Page excerpt START
In the previous section, I told a small fib….

New Hungerton

Same topology, but I’m back to 63 hammers. The big advantage of a flat stretch of river is that it can be used for either a workshop or a watermill, allowing you to add food to a city without cutting production.

So for cities lacking food, each watermill that you can put down is equivalent to an extra food. Count your watermills carefully; watermills can’t be built on corners, and they can’t share the same edge of river. They can be adjacent when the river zig zags.


For counting purposes, cow pastures are potential watermills, as the tradeoff between the pasture and a workshop is the same as the tradeoff between the watermill and the workshop. The vigorish is different in each case – watermilling cows on a river is an option if you prefer commerce to the resource.


Surprise! Adding hills to a city is neutral, and it’s possible to have too many hills.

Seven Hills

Changing these workshops to mines on hills is production neutral, because we had watermills in reserve. So we’re doing ok so far, but we’ve run out of watermills.

Nine Hills

Two more hills means the loss of two more food. The net loss is one hammer, as we switch from three workshops to two mines and a farm.

Eleven Hills

Again, we need to irrigate, and we lose another hammer.

So up to this point, we are paying 1 hammer for every two food missing in the city.

Too Many Hills

Busted. With no more room to irrigate, we have to break out the windmills. In effect, we’ve converted three workshops to three windmills, which is just a lousy deal. From here on out, you lose one hammer for each food you lose.


You have to exercise some care when counting food in tiles that you cannot improve.


These tiles look, from a food perspective, as though they are equivalent to a pair of grassland tiles. However, the restriction against improving an oasis means that tile represents one hammer, rather than three. In other words, you lose two hammers working that tile (which is still better than not working it, but not much).
Page excerpt END
Data extract START
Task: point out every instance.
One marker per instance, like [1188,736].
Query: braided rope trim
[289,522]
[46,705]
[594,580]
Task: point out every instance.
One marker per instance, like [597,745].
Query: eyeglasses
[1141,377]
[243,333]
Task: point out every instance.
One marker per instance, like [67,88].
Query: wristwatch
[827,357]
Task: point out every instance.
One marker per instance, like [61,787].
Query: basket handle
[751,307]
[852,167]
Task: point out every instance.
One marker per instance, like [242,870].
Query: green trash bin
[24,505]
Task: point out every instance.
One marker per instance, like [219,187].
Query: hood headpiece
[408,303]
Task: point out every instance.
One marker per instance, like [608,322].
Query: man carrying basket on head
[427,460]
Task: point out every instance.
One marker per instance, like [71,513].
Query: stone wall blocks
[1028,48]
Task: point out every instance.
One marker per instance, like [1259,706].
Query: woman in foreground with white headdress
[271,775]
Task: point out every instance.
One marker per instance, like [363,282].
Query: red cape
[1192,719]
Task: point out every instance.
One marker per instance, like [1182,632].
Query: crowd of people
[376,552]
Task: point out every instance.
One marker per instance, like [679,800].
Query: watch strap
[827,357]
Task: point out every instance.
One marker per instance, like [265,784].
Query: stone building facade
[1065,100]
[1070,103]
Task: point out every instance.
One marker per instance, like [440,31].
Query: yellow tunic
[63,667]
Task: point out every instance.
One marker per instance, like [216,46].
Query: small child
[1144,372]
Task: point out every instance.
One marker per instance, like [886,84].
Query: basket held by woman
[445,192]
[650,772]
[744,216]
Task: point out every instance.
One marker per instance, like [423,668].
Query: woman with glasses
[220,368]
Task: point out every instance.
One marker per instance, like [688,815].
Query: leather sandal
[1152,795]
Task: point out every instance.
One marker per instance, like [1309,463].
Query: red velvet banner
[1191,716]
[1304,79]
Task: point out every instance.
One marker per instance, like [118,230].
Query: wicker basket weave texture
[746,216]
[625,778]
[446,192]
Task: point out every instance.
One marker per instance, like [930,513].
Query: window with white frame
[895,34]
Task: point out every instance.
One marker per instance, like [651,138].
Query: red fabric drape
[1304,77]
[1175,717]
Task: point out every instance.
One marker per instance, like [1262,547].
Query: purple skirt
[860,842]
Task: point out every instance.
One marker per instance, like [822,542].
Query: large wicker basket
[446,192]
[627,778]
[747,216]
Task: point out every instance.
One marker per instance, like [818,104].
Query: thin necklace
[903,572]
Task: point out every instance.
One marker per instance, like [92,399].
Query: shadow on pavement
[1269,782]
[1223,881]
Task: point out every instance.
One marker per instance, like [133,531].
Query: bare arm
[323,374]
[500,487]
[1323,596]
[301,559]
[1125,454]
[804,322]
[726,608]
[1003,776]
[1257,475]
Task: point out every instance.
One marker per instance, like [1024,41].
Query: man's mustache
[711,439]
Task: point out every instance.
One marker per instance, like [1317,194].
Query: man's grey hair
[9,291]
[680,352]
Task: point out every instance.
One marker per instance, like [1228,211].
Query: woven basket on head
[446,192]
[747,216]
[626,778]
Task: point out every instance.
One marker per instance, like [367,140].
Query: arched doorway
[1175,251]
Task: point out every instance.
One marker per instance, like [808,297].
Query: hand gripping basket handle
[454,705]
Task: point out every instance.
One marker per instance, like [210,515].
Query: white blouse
Data extract END
### Try it
Pick up the piece on trading food for hammers in city tiles after its last sentence and keep it going. The items have nothing to do with this.

### Answer to this exercise
A lake, when you have a lighthouse, is an Oasis. A lake without a lighthouse is junk.

Desert Inn

This is my favorite illusion. It looks like you have gained a hammer; instead of nine hammers courtesy of three grassland workshops, you have ten hammers at the same total food.

What’s actually going on is that you have two bonus food resources (+2P) supporting a farm (-1P)! ( 10P+6F = 6P+10F ). If you have to have a farm tile, you do want to work it, but it’s not as good as a Mine.

A windmill on a desert hill is an Oasis.


Each strategic resource in the fat cross adds one to your production. In a production city, Ivory is a strategic resource, uranium is not (uranium is terrain).

Each metal in your fat cross adds an additional one to your production. The four strategic metals are Aluminum, Coal, Copper, and Iron. The non-strategic metals are Corn (with irrigation), Wheat (with irrigation), and Fish (with lighthouse).

Beware of double counting: both corn and iron, when improved, give five production over the base tile. But we already counted one for the corn when trying to get the food to balance; it would be an error to count corn as food and a strategic resource and metal.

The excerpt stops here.